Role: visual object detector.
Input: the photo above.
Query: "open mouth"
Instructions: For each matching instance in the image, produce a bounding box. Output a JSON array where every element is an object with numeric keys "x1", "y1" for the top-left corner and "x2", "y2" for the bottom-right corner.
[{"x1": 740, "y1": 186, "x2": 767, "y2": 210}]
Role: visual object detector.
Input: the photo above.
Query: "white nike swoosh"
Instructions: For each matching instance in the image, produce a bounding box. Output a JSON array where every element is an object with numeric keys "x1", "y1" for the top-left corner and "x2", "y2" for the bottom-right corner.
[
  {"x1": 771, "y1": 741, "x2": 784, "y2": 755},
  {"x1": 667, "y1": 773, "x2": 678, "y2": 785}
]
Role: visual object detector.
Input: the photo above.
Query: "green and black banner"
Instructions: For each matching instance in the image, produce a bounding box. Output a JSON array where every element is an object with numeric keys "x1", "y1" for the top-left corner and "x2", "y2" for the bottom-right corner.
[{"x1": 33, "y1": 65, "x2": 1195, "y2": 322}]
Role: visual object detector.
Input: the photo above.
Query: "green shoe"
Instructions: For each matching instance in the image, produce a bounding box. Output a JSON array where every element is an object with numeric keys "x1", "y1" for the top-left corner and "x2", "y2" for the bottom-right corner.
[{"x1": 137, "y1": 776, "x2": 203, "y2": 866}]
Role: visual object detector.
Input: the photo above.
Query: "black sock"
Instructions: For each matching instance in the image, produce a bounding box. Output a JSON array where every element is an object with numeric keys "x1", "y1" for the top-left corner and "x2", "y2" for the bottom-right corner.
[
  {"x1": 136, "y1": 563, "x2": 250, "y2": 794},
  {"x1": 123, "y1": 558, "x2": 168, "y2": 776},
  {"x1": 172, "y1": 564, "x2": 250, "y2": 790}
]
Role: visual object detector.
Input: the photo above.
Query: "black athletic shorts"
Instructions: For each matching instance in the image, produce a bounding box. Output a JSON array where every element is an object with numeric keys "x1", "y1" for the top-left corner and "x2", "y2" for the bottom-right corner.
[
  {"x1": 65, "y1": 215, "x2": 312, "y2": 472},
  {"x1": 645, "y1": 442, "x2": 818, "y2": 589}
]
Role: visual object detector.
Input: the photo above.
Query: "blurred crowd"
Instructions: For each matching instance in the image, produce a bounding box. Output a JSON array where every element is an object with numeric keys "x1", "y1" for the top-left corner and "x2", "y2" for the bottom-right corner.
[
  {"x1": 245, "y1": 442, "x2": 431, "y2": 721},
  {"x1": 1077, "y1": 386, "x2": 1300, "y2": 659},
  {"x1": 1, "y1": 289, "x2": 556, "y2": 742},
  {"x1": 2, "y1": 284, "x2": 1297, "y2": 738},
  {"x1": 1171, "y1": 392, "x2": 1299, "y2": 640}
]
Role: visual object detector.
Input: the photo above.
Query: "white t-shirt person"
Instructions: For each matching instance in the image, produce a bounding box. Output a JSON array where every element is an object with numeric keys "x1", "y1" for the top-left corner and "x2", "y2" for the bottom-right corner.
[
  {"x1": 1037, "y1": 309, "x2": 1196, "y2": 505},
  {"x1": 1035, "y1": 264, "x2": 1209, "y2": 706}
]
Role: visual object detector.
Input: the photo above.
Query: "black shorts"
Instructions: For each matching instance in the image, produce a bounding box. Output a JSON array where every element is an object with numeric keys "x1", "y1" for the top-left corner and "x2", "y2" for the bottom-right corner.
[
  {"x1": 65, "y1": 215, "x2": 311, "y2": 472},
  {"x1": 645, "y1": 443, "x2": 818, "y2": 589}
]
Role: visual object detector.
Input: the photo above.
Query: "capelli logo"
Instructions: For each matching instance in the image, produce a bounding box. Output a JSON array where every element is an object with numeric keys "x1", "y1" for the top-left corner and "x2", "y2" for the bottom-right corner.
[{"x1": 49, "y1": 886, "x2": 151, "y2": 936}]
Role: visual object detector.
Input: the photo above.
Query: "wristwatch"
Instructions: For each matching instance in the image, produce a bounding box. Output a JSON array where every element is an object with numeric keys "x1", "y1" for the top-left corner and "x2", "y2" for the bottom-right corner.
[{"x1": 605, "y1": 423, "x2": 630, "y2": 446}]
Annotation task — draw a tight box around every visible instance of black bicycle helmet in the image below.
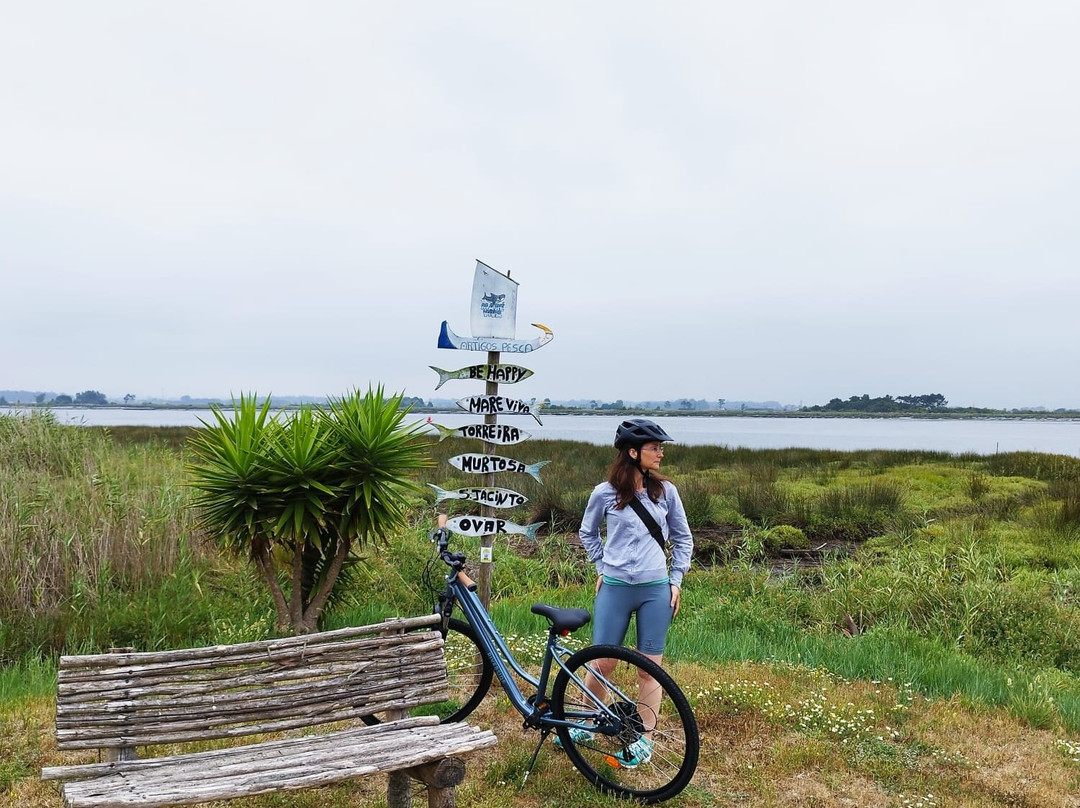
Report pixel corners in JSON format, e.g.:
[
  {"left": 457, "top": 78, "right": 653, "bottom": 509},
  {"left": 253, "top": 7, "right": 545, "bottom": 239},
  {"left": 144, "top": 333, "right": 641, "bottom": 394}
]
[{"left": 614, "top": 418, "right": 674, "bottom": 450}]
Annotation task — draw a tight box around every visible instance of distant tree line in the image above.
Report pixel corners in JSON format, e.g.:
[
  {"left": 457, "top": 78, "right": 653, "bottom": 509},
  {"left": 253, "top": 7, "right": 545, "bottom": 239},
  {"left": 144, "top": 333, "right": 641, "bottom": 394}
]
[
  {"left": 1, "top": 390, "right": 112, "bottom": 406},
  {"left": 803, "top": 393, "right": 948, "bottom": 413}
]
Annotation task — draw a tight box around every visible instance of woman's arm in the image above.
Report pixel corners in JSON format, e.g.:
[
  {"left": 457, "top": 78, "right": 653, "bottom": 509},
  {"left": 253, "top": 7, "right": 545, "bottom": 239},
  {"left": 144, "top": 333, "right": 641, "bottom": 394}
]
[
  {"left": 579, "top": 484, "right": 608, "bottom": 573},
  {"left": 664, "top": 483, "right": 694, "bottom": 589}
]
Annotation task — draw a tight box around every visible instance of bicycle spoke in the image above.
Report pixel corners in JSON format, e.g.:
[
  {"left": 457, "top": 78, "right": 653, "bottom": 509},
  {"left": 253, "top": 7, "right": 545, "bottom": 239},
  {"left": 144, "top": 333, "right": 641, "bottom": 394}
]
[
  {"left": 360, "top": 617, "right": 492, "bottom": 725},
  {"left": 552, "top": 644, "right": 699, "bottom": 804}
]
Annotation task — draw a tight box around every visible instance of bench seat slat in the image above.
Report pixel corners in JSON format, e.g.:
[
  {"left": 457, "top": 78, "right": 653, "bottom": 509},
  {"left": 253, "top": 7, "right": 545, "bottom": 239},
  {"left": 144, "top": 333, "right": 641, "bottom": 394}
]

☆ ☆ ☆ ☆ ☆ ☆ ☆

▸ TRY IT:
Every line above that holds the string "visible" should be copied into the answer.

▸ FINISHED EXERCISE:
Annotation task — draw a tight box around every visible instance of black bicycle helmet in the image below.
Annotation task — draw a tight box around every visible instance of distant tree line in the image above.
Annotation task — draw a tight box around every visible instance of woman's arm in the image above.
Annotation task — draw a tight box around every visible instance of bicycle spoke in the image above.
Annotation task — draw a tight box around every visible instance of bench seat slat in the image above.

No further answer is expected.